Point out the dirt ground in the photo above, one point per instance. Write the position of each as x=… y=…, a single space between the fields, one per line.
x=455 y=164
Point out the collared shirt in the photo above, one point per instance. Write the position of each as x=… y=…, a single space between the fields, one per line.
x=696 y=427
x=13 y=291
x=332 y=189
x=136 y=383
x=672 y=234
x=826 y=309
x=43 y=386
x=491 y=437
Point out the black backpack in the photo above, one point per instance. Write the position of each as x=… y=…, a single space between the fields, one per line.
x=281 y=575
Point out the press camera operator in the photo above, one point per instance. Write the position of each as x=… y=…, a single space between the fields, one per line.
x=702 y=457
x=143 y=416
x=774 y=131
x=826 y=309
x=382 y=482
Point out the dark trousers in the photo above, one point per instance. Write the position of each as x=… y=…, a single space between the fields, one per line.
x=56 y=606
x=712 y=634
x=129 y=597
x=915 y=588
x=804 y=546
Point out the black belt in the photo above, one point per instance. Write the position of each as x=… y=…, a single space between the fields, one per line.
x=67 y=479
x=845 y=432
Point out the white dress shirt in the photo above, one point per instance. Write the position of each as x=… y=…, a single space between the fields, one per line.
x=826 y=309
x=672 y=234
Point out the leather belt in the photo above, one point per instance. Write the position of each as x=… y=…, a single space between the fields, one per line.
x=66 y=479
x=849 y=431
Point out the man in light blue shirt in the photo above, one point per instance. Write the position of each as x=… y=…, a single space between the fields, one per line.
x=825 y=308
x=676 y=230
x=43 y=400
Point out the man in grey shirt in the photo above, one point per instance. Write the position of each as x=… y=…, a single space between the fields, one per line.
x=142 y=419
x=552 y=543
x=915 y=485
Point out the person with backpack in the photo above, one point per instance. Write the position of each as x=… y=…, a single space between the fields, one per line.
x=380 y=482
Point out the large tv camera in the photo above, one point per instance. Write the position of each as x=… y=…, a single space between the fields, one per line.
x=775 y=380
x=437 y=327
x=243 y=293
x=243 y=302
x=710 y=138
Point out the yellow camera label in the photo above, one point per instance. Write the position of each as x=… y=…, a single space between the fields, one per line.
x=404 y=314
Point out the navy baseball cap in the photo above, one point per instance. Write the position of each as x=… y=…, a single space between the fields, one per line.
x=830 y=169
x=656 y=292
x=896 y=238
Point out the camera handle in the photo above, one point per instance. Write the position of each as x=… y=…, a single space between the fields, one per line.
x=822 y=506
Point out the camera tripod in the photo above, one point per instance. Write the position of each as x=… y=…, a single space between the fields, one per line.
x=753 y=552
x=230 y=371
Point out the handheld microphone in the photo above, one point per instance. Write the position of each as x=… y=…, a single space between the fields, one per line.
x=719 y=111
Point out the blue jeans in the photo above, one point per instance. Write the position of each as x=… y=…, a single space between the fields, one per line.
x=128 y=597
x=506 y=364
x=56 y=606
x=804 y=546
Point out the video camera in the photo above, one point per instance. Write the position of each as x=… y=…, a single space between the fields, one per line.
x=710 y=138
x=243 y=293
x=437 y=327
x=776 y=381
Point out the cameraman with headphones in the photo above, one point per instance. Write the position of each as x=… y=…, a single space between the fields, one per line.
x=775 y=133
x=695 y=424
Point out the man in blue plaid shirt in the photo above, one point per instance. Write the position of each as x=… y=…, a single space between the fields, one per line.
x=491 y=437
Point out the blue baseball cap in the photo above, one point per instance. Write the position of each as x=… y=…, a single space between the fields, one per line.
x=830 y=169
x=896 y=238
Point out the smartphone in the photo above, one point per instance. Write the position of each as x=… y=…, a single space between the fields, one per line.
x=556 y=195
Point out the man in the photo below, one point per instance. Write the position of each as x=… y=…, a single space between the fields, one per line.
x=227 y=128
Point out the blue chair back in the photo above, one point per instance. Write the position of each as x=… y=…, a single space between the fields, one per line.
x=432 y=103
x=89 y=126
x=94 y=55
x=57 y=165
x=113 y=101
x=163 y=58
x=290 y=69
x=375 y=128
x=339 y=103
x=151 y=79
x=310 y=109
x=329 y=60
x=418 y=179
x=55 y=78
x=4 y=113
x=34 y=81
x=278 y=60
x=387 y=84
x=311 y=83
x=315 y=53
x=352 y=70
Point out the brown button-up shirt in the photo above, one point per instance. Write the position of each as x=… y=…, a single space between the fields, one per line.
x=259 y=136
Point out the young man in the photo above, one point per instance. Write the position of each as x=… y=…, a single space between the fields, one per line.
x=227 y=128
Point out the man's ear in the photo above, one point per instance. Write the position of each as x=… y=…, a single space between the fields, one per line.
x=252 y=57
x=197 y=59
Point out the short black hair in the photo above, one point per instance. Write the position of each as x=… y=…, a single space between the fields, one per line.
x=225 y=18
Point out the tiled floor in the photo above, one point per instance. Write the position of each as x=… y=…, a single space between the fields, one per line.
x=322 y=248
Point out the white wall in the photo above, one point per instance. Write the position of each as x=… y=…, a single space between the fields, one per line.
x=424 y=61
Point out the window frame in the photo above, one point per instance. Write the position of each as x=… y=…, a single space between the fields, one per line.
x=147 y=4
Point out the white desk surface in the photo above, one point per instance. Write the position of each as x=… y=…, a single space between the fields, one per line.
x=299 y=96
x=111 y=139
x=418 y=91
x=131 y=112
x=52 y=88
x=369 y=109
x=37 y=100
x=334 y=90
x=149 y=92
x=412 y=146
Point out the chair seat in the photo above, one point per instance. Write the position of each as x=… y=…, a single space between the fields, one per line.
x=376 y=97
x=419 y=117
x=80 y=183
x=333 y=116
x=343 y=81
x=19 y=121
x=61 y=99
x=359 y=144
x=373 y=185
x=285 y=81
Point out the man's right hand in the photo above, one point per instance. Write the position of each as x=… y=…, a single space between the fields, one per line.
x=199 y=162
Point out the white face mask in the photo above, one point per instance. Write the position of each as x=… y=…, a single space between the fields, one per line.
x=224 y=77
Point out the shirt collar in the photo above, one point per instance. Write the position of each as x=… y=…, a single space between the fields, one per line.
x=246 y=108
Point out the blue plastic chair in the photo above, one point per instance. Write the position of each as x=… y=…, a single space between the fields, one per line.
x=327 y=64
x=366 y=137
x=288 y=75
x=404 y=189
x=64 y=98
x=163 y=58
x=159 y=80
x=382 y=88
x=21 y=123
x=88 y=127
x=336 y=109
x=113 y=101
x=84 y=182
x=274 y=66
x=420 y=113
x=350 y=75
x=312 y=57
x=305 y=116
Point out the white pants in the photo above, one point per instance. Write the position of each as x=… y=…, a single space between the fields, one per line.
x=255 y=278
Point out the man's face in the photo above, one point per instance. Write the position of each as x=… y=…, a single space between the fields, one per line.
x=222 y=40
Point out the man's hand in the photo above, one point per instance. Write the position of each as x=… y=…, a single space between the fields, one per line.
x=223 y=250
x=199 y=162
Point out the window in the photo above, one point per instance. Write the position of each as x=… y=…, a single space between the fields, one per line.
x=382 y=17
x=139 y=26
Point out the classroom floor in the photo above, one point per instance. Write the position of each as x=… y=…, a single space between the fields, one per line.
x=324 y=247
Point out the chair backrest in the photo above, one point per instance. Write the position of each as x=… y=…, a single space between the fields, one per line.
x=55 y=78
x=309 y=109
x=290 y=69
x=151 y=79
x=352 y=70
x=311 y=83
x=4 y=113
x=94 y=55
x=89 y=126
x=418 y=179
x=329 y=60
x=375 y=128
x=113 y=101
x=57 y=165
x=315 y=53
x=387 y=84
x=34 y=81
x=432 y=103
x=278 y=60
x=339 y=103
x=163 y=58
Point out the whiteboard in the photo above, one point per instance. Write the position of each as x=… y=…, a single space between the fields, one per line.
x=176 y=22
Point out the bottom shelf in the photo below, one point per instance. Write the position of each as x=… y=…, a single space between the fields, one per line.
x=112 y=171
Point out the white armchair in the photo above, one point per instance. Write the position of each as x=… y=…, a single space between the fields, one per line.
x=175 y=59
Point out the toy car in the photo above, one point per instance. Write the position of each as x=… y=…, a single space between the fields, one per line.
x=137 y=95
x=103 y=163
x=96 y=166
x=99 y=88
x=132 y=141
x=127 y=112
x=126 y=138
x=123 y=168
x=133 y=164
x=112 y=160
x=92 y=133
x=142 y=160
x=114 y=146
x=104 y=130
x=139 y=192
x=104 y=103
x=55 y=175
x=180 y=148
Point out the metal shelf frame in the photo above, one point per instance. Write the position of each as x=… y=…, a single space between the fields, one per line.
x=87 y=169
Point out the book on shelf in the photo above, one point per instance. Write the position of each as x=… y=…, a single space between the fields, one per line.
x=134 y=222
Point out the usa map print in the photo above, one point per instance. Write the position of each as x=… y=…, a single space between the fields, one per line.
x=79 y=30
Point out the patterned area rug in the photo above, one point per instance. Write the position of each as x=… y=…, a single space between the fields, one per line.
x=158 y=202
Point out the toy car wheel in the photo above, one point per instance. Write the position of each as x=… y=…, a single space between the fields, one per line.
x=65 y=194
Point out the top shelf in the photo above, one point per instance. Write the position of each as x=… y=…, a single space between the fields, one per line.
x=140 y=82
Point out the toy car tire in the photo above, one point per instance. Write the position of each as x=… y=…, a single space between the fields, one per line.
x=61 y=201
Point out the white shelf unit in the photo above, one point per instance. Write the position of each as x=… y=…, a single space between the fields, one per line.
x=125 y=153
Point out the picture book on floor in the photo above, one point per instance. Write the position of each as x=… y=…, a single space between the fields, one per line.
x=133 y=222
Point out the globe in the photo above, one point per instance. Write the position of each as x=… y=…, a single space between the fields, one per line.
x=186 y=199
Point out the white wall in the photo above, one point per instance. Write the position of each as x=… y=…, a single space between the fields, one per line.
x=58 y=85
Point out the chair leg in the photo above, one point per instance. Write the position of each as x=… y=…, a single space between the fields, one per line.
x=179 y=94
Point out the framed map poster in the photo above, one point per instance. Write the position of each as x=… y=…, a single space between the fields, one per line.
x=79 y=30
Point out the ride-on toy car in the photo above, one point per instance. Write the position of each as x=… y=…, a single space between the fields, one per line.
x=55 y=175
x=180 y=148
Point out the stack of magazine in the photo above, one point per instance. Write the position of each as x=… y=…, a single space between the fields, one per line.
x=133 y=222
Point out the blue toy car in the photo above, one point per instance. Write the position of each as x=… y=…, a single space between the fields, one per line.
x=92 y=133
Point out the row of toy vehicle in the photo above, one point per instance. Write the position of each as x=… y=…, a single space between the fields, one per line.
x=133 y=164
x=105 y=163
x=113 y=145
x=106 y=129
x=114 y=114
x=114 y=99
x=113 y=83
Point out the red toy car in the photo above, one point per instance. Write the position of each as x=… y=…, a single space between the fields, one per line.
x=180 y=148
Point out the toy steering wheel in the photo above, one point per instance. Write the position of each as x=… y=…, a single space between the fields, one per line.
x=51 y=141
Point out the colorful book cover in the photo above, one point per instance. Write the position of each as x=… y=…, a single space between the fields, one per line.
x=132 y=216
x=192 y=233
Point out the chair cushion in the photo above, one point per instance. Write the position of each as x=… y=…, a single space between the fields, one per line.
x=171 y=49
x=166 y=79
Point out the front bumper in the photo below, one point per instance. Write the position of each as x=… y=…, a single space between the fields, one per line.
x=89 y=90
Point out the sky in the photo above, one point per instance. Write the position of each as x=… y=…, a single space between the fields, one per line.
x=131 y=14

== Directions for this task ==
Find the line that contains "Point out the sky". Restate it and all lines after it exactly, ending with the final line of the data.

== Written solution ==
Point out the sky in the photo above, one point per instance. Write the position of each as x=… y=…, a single space between the fields, one per line.
x=131 y=14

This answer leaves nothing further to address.